══ Listed records ══

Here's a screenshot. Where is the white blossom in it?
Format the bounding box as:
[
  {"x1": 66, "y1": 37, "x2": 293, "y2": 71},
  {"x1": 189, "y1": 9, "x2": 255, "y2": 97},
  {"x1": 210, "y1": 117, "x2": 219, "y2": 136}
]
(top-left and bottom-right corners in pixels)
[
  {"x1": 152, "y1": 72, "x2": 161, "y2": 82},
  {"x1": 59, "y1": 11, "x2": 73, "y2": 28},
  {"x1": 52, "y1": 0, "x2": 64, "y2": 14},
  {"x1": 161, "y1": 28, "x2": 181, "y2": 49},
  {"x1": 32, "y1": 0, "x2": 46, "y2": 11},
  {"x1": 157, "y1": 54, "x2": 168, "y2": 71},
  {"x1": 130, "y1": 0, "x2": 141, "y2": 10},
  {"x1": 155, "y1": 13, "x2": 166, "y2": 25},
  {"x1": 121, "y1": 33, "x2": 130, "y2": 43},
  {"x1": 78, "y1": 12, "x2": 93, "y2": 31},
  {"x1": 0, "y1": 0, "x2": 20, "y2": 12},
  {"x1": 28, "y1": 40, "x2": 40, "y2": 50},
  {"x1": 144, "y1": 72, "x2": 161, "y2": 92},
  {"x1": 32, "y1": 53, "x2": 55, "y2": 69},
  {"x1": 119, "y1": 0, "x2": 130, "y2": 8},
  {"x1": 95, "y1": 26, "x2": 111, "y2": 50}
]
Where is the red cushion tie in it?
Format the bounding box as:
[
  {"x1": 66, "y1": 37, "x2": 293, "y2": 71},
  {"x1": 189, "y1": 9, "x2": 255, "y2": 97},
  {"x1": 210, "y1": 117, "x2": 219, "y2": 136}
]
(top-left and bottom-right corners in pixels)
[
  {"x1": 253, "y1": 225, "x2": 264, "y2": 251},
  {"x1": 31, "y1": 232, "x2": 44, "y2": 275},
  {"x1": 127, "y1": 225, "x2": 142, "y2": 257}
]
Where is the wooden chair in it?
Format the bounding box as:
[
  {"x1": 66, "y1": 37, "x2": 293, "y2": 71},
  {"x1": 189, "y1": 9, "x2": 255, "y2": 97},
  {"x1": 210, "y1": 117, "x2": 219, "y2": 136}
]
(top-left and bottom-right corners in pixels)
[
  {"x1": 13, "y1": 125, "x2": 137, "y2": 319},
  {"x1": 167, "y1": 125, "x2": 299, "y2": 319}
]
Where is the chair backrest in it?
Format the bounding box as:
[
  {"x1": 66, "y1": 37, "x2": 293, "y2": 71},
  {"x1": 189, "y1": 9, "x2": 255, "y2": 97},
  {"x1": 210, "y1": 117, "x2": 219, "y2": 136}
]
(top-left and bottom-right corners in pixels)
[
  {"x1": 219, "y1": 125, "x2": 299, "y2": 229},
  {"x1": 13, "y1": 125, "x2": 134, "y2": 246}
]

═══

Exercise requirements - Update all of the entries above by replacing "bounding box" with "box coordinates" at every occurrence. Leave the rest unchanged.

Problem solution -
Here's a screenshot. Where is the white blossom in it?
Format the box coordinates as:
[
  {"x1": 66, "y1": 37, "x2": 293, "y2": 71},
  {"x1": 189, "y1": 9, "x2": 255, "y2": 97},
  {"x1": 210, "y1": 117, "x2": 219, "y2": 136}
]
(top-left and bottom-right corners in pixels)
[
  {"x1": 152, "y1": 72, "x2": 161, "y2": 82},
  {"x1": 59, "y1": 11, "x2": 73, "y2": 28},
  {"x1": 52, "y1": 0, "x2": 64, "y2": 14},
  {"x1": 161, "y1": 28, "x2": 181, "y2": 49},
  {"x1": 32, "y1": 0, "x2": 46, "y2": 11},
  {"x1": 157, "y1": 54, "x2": 168, "y2": 71},
  {"x1": 130, "y1": 0, "x2": 141, "y2": 10},
  {"x1": 155, "y1": 13, "x2": 166, "y2": 25},
  {"x1": 121, "y1": 33, "x2": 130, "y2": 43},
  {"x1": 78, "y1": 12, "x2": 93, "y2": 31},
  {"x1": 0, "y1": 0, "x2": 20, "y2": 12},
  {"x1": 28, "y1": 40, "x2": 40, "y2": 50},
  {"x1": 144, "y1": 72, "x2": 161, "y2": 92},
  {"x1": 32, "y1": 53, "x2": 55, "y2": 69},
  {"x1": 119, "y1": 0, "x2": 130, "y2": 8},
  {"x1": 95, "y1": 26, "x2": 111, "y2": 50}
]
Where is the red cushion tie in it?
Format the box coordinates as:
[
  {"x1": 66, "y1": 37, "x2": 293, "y2": 71},
  {"x1": 189, "y1": 9, "x2": 255, "y2": 97},
  {"x1": 210, "y1": 117, "x2": 219, "y2": 136}
]
(top-left and bottom-right corners in pixels)
[
  {"x1": 253, "y1": 225, "x2": 264, "y2": 251},
  {"x1": 31, "y1": 232, "x2": 44, "y2": 275},
  {"x1": 127, "y1": 225, "x2": 142, "y2": 257}
]
Where is the wooden chair in it?
Format the box coordinates as:
[
  {"x1": 66, "y1": 37, "x2": 293, "y2": 71},
  {"x1": 189, "y1": 9, "x2": 255, "y2": 97},
  {"x1": 210, "y1": 117, "x2": 219, "y2": 136}
]
(top-left and bottom-right corners in pixels)
[
  {"x1": 13, "y1": 125, "x2": 137, "y2": 319},
  {"x1": 167, "y1": 125, "x2": 299, "y2": 319}
]
Where is the chair backrest in it?
Format the box coordinates as:
[
  {"x1": 66, "y1": 37, "x2": 293, "y2": 71},
  {"x1": 189, "y1": 9, "x2": 255, "y2": 97},
  {"x1": 210, "y1": 117, "x2": 219, "y2": 136}
]
(top-left and bottom-right corners in pixels)
[
  {"x1": 219, "y1": 125, "x2": 299, "y2": 229},
  {"x1": 13, "y1": 125, "x2": 134, "y2": 246}
]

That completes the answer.